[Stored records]
※
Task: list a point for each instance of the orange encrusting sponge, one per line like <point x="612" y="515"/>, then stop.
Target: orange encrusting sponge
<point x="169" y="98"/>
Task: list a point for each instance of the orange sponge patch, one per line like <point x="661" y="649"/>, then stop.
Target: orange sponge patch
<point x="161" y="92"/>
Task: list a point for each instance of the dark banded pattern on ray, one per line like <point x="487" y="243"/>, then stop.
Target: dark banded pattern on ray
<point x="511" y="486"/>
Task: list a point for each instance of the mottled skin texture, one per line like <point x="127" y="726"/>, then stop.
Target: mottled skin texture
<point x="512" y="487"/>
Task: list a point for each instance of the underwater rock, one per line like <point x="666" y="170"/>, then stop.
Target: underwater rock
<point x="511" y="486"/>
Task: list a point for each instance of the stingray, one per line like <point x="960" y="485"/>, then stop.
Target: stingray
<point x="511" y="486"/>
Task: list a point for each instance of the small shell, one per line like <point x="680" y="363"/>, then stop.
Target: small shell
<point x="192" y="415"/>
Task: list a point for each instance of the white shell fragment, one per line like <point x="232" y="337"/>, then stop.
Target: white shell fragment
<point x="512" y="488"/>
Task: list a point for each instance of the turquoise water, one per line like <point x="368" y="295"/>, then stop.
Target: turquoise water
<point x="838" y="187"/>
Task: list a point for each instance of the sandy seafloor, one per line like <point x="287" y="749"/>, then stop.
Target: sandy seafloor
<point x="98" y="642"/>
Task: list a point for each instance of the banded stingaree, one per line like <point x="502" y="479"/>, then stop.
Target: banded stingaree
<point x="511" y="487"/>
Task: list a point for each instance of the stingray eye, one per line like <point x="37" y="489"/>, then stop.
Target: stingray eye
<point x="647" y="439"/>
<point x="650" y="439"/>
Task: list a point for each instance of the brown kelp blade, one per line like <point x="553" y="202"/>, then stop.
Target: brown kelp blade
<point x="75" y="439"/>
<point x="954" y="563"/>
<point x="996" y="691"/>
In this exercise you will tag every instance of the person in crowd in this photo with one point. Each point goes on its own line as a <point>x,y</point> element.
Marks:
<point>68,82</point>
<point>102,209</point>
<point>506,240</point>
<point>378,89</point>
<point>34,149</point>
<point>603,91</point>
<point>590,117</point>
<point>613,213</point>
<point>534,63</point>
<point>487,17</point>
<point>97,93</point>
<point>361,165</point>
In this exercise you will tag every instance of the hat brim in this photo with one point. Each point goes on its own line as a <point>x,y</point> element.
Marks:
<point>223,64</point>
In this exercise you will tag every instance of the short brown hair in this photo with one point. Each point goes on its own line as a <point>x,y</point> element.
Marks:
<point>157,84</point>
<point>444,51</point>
※
TASK INSTRUCTIONS:
This exercise needs each record retyped exactly as shown.

WRITTEN REPLY:
Task: list a point for each instance of the orange encrusting sponge, one per line like <point x="612" y="515"/>, then stop.
Target: orange encrusting sponge
<point x="169" y="98"/>
Task: list a point for each instance of the orange sponge patch, one per line like <point x="661" y="649"/>, then stop.
Target: orange sponge patch
<point x="161" y="92"/>
Task: list a point for each instance of the dark banded pattern on ray, one per line like <point x="487" y="243"/>, then stop.
Target: dark banded pattern on ray
<point x="511" y="486"/>
Task: list a point for each instance of the mottled skin texture, one per line like <point x="127" y="726"/>, then stop.
Target: mottled skin texture
<point x="512" y="487"/>
Task: list a point for each instance of the underwater rock, one per line like <point x="666" y="170"/>, then stop.
Target: underwater rock
<point x="511" y="486"/>
Task: list a point for each instance of the stingray, one per line like <point x="960" y="485"/>, then stop.
Target: stingray
<point x="511" y="486"/>
Task: list a point for each instance of the small shell, one per line like <point x="680" y="363"/>, then stop.
Target: small shell
<point x="192" y="415"/>
Task: list a point for each instance of the white shell fragment, one per line like <point x="232" y="337"/>, then stop.
Target: white shell fragment
<point x="512" y="488"/>
Task: list a point for each instance of the turquoise water, one per line like <point x="368" y="295"/>, then stop.
Target: turquoise water
<point x="838" y="187"/>
Task: list a point for each instance of the sandy seafloor, one per line like <point x="287" y="749"/>, then stop.
Target: sandy seafloor
<point x="98" y="642"/>
Task: list a point for each instance of the banded stingaree, one per line like <point x="502" y="479"/>, then stop.
Target: banded stingaree
<point x="511" y="487"/>
Task: list a point for each instance of the stingray eye, one per line like <point x="37" y="489"/>, then stop.
Target: stingray eye
<point x="647" y="439"/>
<point x="650" y="439"/>
Task: list a point for each instance of the brown kelp blade, one per line like <point x="553" y="202"/>, then stop.
Target: brown kelp blade
<point x="75" y="439"/>
<point x="954" y="563"/>
<point x="996" y="691"/>
In this exercise you will tag every instance of the person in crowd in this photo with one point. Each point goes on its own line as a <point>x,y</point> element.
Marks:
<point>68,82</point>
<point>102,209</point>
<point>506,240</point>
<point>378,89</point>
<point>34,149</point>
<point>603,91</point>
<point>590,117</point>
<point>613,213</point>
<point>534,63</point>
<point>487,17</point>
<point>97,93</point>
<point>361,165</point>
In this exercise you will tag every instance of the hat brim in this photo with one point. Each point goes on its own line as a <point>x,y</point> element.
Marks:
<point>223,64</point>
In this exercise you will tag every instance of the short brown hair in this photo with one point. Each point goes on its own line as a <point>x,y</point> element.
Marks:
<point>157,84</point>
<point>444,51</point>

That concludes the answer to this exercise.